# Point labeling examples
__________________________________________________
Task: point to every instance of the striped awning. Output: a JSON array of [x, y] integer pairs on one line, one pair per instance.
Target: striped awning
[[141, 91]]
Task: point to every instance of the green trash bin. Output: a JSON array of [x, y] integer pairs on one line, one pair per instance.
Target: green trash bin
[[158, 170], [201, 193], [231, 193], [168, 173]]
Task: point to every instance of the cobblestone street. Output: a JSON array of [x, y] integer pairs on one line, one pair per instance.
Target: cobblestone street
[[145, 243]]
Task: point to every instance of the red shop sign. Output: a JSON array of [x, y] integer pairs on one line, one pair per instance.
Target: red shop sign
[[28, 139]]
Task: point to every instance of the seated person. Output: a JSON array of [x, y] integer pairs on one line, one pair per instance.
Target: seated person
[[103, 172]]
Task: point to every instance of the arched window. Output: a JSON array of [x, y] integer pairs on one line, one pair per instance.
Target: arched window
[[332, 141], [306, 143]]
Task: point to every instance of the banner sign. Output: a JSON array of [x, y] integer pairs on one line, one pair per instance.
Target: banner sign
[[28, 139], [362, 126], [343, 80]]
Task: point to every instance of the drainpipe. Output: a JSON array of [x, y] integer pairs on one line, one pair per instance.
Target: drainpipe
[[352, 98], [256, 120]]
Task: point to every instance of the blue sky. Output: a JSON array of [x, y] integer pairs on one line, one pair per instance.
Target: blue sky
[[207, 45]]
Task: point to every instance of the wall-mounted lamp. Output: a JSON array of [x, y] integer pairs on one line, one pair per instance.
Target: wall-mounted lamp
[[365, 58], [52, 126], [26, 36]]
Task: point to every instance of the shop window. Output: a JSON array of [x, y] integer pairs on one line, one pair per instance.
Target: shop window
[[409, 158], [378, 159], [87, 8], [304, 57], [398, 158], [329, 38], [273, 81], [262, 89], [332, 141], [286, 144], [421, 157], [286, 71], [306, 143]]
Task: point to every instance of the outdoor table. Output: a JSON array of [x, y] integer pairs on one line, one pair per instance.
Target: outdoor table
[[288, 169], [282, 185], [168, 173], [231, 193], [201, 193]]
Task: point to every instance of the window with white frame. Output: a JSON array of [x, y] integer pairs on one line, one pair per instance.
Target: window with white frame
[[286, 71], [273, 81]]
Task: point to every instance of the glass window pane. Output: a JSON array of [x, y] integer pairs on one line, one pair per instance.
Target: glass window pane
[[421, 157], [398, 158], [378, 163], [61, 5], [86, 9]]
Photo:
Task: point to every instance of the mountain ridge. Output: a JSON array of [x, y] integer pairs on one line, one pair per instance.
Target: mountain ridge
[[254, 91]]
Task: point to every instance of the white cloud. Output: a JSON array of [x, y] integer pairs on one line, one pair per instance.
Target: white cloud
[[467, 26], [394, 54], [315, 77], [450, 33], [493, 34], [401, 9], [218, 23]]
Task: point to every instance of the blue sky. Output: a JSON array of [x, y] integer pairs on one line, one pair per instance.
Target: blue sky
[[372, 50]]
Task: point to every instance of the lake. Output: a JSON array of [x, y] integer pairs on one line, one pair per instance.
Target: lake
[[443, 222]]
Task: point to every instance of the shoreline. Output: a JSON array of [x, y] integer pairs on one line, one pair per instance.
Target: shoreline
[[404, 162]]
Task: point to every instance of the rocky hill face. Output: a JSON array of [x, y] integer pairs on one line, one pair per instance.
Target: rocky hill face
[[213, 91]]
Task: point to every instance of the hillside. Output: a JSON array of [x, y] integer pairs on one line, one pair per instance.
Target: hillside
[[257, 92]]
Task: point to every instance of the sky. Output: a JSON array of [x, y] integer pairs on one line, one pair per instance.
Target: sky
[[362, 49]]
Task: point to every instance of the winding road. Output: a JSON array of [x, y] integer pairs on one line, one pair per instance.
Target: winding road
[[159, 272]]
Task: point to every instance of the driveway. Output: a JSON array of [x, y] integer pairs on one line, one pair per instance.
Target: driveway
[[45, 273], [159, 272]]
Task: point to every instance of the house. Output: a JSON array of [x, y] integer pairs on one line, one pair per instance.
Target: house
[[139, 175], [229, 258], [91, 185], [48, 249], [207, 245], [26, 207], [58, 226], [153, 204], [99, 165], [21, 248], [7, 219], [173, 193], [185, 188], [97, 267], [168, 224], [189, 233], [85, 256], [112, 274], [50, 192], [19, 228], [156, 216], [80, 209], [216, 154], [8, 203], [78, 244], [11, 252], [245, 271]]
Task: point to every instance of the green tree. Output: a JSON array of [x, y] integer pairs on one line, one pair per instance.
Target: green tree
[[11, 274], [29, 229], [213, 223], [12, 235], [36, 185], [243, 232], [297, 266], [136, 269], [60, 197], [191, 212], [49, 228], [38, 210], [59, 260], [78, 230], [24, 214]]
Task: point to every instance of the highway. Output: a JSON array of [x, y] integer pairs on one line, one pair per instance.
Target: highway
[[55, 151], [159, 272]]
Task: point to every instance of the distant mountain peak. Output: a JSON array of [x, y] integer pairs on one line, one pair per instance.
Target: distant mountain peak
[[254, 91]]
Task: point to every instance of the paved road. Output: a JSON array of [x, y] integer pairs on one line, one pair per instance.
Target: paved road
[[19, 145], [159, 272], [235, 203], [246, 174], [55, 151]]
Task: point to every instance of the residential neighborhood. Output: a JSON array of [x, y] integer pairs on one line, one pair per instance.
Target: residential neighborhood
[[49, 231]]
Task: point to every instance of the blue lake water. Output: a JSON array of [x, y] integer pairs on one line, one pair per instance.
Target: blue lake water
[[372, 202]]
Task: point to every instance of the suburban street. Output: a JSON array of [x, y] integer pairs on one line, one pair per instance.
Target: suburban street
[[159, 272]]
__________________________________________________
Rewrite every row above with "integer pairs" swapped for "coordinate pairs", keeping everything else the same.

Task: point to every instance of the striped awning. Output: a JSON array of [x, y] coordinate pairs on one line, one pair per instance.
Target: striped awning
[[141, 91]]
Task: point to every instance of the green trash bin. Output: a JSON array of [x, y] coordinate pairs on one line, one pair per instance.
Target: green trash bin
[[158, 170], [201, 193], [231, 193], [168, 173]]
Task: point to every instance of the cobblestone street. Output: a JSON array of [x, y] coordinate pairs on one line, one pair per instance.
Target: cobblestone street
[[145, 243]]
Task: point to every instance of the red shop sign. Output: a JSON array of [x, y] coordinate pairs on one line, one pair per instance.
Target: red shop sign
[[28, 139]]
Task: point to every instance of the seated person. Output: a JSON array of [x, y] coordinate pairs on one line, one pair per instance.
Target: seated person
[[103, 172]]
Task: point to every instance of the arched window. Output: a JSON array of [x, y] coordinate pairs on one line, one pair per instance.
Target: arched window
[[332, 141], [306, 143]]
Task: point to every instance of the banner sign. Output: a JSON array of [x, y] coordinate pairs on one line, one pair per instance.
Target: banner sign
[[28, 139], [362, 126], [343, 80]]
Task: point to every instance of the drainpipe. Output: a JSON array of [x, y] coordinate pairs on one line, one pair per instance.
Target: drainpipe
[[352, 98], [256, 120]]
Task: point to every instance of the blue sky. Output: a JSON array of [x, y] coordinate pairs on one line, one pair per instance.
Target: blue sky
[[207, 45]]
Task: point to every instance of the wall-mounted lamp. Output: a JSON array of [x, y] coordinate pairs on one line, one pair per instance.
Target: wall-mounted lamp
[[365, 58], [52, 126], [26, 36]]
Task: point to every instance of the shop window. Output: a JSON array of [x, y] coordinate pairs on one line, one pair per instance.
Target: shop window
[[409, 158], [378, 159], [87, 8], [304, 57], [398, 158], [329, 38], [273, 81], [262, 89], [332, 141], [286, 144], [421, 157], [286, 71], [306, 143]]
Task: point to every instance of the outdoor table. Output: a JSON array of [x, y] coordinate pairs on one line, one pair per instance.
Target: outdoor table
[[288, 169], [282, 185], [168, 173], [231, 193], [201, 193]]
Task: point to every instance of the window with white frame. Output: a JSON array of [x, y] coordinate pairs on one line, one pair per instance.
Target: window with white frame
[[286, 71], [273, 81]]
Task: point to every instance of the glass window pane. Output: a JSON array of [x, y] coordinate pairs on one line, one pair per instance.
Target: glass window pane
[[421, 157], [398, 158], [378, 163], [61, 5], [86, 9]]
Photo:
Task: point to every instance of the mountain ridge. Output: a JSON array of [x, y] coordinate pairs on one line, one pair per instance.
Target: mountain ridge
[[254, 91]]
Task: point to every instance of the white cloud. Output: a JSON array of [x, y] coordinate pairs on one line, one pair per instance.
Target: white cloud
[[467, 26], [394, 54], [315, 77], [450, 33], [493, 34], [401, 9], [218, 23]]
Task: point to every instance of the blue sky. Output: a JSON array of [x, y] coordinate pairs on one line, one pair per instance.
Target: blue sky
[[372, 50]]
Task: point to every instance of the lake. Output: a JSON array of [x, y] coordinate pairs on one line, one pair per instance.
Target: lake
[[443, 222]]
Task: point to every instance of the shoreline. Output: a JSON array of [x, y] coordinate pairs on one line, one pair per instance.
Target: shoreline
[[404, 162]]
Task: point to every instance of the rocky hill face. Output: a JSON array of [x, y] coordinate pairs on one line, one pair per instance.
Target: rocky hill face
[[213, 91]]
Task: point to every instance of the hillside. Output: a JSON array of [x, y] coordinate pairs on one line, one pair per instance.
Target: hillside
[[257, 92]]
Task: point to every instance of the sky. Output: a JSON array of [x, y] coordinate pairs on one line, one pair per instance.
Target: sky
[[362, 49]]
Task: point to every instance of the winding road. Output: a JSON array of [x, y] coordinate pairs on one line, one pair per instance.
Target: winding road
[[159, 272]]
Task: point to every instance of the driveway. Output: a JSON array of [x, y] coordinate pairs on one line, one pair per instance.
Target: driveway
[[45, 273], [159, 272]]
Task: point to every instance of the house. Output: a JSON array of [x, y] coordinate pairs on one line, one pair per instance.
Target: house
[[139, 175], [229, 258], [91, 185], [48, 249], [207, 245], [26, 207], [58, 226], [153, 204], [99, 165], [21, 248], [7, 219], [173, 193], [185, 188], [97, 267], [168, 224], [189, 233], [85, 256], [112, 274], [50, 192], [19, 228], [156, 216], [80, 209], [216, 154], [8, 203], [78, 244], [11, 252], [245, 271]]
Task: point to every instance of the green tree. Output: a JSON array of [x, y] coordinate pairs on one line, one pair per instance.
Target: green tree
[[11, 274], [29, 229], [213, 223], [12, 235], [36, 185], [243, 232], [297, 266], [136, 269], [60, 197], [191, 212], [49, 228], [38, 210], [59, 260], [78, 230], [24, 214]]
Task: point to every instance of the highway. Output: a JSON array of [x, y] coordinate pairs on one line, one pair per instance.
Target: highway
[[55, 151], [159, 272]]
Task: point to every instance of the distant mountain peak. Output: a JSON array of [x, y] coordinate pairs on one line, one pair per instance.
Target: distant mountain peak
[[254, 91]]
Task: point to every instance of the paved road. Output: a JSON array of [x, y] coordinate pairs on one line, one pair per instance.
Target: paved road
[[19, 145], [159, 272], [235, 203], [246, 174], [55, 151]]
Task: point to every instance of the residential neighborhood. Output: a JSON array of [x, y] coordinate pairs on one line, one pair per instance.
Target: residential neighborhood
[[49, 231]]
Task: point to every instance of the blue lake water. Output: a JSON array of [x, y] coordinate pairs on one line, one pair per instance.
Target: blue lake water
[[372, 202]]
Task: point to every instance of the suburban street. Output: a JSON array of [x, y] coordinate pairs on one line, one pair per instance.
Target: suburban street
[[159, 272]]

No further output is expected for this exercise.